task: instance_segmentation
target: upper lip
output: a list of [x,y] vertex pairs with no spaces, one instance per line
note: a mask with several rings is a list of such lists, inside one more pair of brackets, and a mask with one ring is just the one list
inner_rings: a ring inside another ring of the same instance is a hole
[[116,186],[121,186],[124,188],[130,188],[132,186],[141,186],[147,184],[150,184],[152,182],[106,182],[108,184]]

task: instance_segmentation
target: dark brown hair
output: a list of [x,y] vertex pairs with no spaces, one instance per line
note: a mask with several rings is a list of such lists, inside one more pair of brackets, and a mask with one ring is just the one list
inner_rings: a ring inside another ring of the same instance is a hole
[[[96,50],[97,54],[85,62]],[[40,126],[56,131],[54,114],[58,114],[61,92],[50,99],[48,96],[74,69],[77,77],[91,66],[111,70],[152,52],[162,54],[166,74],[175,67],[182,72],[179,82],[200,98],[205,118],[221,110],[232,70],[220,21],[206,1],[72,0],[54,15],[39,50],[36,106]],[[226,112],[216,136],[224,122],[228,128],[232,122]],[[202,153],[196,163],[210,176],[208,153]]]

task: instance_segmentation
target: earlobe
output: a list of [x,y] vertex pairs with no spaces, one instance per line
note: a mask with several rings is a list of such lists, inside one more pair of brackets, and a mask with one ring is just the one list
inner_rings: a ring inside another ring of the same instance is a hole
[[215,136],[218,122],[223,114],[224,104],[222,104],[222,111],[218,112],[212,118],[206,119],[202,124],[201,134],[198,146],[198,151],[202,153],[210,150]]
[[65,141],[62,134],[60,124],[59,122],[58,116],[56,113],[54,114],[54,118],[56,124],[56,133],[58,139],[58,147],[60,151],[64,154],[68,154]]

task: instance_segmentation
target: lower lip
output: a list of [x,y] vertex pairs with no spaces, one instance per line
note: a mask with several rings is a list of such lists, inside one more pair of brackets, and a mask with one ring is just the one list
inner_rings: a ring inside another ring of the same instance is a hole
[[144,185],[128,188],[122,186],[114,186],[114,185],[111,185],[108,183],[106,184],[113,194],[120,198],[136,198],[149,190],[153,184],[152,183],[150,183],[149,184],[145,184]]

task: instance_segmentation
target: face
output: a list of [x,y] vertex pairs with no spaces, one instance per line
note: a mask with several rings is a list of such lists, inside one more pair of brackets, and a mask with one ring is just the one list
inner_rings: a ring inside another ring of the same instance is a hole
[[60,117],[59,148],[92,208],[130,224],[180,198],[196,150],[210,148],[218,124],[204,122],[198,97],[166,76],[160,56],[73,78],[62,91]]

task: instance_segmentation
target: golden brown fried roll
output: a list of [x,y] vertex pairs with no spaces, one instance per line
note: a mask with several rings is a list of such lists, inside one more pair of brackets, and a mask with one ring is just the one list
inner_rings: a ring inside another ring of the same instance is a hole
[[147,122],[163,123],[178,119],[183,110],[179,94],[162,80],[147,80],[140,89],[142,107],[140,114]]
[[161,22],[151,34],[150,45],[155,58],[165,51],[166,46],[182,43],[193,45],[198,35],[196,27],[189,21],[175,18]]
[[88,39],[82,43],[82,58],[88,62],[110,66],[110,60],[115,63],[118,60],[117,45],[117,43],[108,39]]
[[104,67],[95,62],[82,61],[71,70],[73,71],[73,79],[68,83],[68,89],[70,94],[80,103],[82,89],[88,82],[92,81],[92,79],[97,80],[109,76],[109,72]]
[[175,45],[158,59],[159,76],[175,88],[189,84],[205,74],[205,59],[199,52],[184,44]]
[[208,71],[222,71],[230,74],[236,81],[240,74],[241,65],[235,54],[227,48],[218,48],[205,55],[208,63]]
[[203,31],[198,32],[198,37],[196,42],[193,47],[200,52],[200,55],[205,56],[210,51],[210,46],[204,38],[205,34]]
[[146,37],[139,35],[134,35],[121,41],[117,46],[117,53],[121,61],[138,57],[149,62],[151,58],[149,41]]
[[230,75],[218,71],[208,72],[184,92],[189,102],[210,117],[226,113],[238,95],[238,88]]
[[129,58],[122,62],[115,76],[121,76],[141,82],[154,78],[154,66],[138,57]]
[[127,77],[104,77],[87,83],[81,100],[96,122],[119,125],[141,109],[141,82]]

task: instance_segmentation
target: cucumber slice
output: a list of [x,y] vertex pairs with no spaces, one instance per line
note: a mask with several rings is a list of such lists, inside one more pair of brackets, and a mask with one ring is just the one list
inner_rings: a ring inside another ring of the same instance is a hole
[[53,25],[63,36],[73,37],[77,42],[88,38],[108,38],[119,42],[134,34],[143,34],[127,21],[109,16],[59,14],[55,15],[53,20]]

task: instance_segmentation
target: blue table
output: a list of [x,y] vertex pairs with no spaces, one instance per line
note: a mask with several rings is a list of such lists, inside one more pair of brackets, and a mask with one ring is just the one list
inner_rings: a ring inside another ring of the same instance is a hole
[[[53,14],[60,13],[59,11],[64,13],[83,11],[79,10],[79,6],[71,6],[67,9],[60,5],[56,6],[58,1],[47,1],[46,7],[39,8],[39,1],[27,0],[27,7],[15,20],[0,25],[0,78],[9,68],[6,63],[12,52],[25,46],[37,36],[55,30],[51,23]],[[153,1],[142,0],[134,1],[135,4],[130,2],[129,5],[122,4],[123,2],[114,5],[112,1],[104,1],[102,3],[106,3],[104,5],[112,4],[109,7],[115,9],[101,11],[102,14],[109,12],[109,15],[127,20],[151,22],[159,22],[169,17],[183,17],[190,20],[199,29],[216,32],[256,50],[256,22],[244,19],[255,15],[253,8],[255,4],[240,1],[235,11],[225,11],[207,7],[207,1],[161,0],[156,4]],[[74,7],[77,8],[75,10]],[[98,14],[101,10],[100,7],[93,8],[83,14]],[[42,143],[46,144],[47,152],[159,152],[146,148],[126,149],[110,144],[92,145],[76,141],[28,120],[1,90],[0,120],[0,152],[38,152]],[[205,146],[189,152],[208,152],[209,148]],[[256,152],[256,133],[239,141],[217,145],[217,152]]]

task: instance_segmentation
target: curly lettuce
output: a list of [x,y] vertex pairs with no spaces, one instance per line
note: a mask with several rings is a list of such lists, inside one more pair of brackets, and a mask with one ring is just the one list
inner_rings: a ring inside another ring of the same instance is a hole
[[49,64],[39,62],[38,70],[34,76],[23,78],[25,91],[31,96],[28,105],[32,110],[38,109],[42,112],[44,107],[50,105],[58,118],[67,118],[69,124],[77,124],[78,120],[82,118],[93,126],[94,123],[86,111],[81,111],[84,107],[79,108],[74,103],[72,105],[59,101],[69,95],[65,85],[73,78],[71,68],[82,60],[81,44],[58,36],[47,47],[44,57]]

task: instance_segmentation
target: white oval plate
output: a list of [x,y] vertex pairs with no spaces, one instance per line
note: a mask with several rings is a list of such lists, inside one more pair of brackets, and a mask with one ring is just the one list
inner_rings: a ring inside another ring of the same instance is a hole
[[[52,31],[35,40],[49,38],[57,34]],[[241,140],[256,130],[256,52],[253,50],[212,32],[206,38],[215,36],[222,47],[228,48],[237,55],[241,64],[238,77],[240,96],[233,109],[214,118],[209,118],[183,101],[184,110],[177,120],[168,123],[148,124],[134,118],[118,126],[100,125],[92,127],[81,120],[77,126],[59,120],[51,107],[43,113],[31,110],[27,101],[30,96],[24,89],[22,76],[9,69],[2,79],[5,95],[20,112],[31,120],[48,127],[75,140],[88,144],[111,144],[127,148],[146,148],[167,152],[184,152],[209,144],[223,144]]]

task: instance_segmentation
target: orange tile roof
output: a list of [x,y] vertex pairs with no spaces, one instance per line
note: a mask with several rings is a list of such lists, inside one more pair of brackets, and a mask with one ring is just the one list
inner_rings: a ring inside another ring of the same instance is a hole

******

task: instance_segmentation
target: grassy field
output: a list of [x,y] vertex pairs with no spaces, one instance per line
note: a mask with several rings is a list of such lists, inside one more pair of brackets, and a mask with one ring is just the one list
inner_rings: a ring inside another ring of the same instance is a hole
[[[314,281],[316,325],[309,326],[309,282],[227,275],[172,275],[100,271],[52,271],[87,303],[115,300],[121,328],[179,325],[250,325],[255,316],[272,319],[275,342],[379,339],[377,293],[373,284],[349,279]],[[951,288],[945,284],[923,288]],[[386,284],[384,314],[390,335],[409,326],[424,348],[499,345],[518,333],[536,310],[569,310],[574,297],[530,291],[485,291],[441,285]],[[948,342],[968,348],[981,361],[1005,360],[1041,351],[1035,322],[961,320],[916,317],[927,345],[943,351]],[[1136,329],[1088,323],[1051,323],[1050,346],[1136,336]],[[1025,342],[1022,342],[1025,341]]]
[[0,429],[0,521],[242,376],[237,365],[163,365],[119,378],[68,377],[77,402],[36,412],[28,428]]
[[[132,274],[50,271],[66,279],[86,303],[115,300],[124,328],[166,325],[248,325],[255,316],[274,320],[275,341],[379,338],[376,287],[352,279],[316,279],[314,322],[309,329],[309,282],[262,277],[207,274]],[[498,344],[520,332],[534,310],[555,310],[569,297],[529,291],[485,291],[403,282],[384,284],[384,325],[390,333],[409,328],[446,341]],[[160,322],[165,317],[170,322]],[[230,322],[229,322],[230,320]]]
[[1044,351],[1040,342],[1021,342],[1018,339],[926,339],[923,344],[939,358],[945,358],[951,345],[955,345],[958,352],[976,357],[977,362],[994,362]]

******

#### The task:
Gather each line of the records that contains the string "target" and copy those lines unchanged.

#### Exercise result:
target: upper lip
target: dark brown hair
target: earlobe
target: lower lip
target: face
target: golden brown fried roll
target: cucumber slice
target: blue table
target: curly lettuce
target: white oval plate
target: orange tile roof
target: grassy field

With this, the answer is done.